PASSAGE TO READ:
Plaintiffs contend that in 2004, as the end of GSK's exclusivity period for Flonase approached, GSK filed four successive sham citizen petitions solely to delay the FDA's approval of generic versions of the drug, and with no reasonable basis for objecting to the approval. Plaintiffs allege that because of this unlawful behavior, their ability to purchase lower-priced generic versions of Flonase was delayed and they were denied the benefits of unrestrained competition.

III. JURISDICTION

Jurisdiction over this action is proper under the Class Action Fairness Act of 2005, which grants district courts original jurisdiction over "any civil action in which the matter in controversy exceeds the sum or value of $5,000,000, exclusive of interests and costs, and is a class action in which ... any member of a class of plaintiffs is a citizen of a State different from any defendant." 28 U.S.C. § 1332(d)(2); See Kaufman v. Allstate N.J. Ins. Co., 561 F.3d 144, 148 (3d Cir.2009).

SET TASK A:
Answer these questions using the Flonase passage:
(i) In what year did GSK allegedly file the citizen petitions?
(ii) How many citizen petitions is GSK said to have filed?
(iii) Which statute grants district courts original jurisdiction over this action?
SET TASK B: Continue the Flonase passage from its final sentence.

Stored data entries
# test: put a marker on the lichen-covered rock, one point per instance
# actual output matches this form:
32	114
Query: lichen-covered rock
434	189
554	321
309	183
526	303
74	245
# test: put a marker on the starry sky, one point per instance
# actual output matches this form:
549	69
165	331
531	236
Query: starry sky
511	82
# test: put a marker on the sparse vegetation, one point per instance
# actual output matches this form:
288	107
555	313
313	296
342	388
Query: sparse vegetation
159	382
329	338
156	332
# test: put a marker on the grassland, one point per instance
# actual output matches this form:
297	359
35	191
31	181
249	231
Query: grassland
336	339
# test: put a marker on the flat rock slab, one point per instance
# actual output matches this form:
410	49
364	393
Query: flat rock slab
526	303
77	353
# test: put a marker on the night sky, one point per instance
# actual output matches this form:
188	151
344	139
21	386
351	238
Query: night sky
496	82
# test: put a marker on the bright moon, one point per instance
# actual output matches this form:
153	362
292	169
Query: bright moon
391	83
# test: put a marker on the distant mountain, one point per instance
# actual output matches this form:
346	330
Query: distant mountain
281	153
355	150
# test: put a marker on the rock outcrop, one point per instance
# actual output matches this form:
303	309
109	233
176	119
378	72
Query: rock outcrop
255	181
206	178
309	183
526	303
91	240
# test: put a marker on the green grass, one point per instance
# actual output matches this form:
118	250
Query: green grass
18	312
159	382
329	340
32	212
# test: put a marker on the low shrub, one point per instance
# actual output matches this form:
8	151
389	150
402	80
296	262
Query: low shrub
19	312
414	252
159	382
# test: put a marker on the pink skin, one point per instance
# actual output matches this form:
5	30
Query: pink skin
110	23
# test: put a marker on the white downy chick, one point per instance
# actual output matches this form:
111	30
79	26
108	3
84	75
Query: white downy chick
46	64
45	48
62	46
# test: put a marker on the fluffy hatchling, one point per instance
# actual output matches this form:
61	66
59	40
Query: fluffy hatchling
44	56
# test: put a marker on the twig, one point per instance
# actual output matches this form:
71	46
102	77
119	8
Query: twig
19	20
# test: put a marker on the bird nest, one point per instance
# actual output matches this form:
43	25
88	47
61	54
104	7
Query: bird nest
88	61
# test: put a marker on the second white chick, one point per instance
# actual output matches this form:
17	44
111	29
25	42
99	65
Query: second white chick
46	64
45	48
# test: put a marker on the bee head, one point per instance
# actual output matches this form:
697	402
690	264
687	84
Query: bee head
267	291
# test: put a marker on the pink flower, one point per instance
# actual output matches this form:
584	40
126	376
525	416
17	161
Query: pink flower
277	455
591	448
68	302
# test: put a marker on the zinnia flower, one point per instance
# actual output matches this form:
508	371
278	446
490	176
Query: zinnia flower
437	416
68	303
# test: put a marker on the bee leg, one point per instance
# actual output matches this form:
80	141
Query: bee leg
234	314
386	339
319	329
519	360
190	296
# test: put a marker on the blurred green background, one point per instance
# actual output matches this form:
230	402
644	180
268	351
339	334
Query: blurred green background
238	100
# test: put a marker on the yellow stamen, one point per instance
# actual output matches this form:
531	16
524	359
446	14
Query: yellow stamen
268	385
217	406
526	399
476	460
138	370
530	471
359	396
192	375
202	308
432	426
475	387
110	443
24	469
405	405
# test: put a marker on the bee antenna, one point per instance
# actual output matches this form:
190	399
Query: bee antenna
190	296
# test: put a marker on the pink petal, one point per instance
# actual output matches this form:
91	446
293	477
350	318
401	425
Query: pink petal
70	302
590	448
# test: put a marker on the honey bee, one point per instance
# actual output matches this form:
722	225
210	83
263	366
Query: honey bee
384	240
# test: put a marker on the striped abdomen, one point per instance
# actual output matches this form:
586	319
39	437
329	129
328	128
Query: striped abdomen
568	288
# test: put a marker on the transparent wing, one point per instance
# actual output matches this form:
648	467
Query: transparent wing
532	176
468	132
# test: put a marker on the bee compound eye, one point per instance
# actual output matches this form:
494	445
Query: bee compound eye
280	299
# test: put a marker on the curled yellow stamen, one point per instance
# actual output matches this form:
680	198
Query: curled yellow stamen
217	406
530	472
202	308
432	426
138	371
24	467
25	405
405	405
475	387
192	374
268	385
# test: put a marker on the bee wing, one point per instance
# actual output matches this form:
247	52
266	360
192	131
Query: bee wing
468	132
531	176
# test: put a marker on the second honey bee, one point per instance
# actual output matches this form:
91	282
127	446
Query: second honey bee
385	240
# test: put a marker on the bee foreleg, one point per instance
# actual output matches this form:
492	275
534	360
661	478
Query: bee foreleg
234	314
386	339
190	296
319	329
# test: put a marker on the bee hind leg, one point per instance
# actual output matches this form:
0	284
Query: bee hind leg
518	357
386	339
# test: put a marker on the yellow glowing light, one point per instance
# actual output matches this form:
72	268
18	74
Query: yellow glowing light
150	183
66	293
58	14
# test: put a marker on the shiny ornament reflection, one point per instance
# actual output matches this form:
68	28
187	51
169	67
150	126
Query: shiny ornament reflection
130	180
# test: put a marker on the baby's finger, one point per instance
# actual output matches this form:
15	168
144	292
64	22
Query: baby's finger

TASK RESULT A:
(i) 2004
(ii) Four
(iii) The Class Action Fairness Act of 2005

TASK RESULT B:
IV. LEGAL STANDARD

Under Federal Rule of Civil Procedure 12(b)(1), a court must grant a motion to dismiss if it lacks subject matter jurisdiction to hear a claim. "A motion to dismiss for want of standing is also properly brought pursuant to Rule 12(b)(1), because standing is a jurisdictional matter." Ballentine v. United States, 486 F.3d 806, 810 (3d Cir.2007). Pursuant to Rule 12(b)(1), "the Court must accept as true all material allegations set forth in the complaint, and must construe those facts in favor of the nonmoving party." Id. On a motion to dismiss for lack of standing, "the plaintiff bears the burden of establishing the elements of standing, and each element must be supported in the same way as any other matter on which the plaintiff bears the burden of proof, i.e., with the manner and degree of evidence required at the successive stages of the litigation." Id. (internal quotations omitted). However, "general factual allegations of injury resulting from the defendant's conduct may suffice." Id. (quoting Lujan v. Defenders of Wildlife, 504 U.S. 555, 561, 112 S.Ct. 2130, 119 L.Ed.2d 351 (1992)).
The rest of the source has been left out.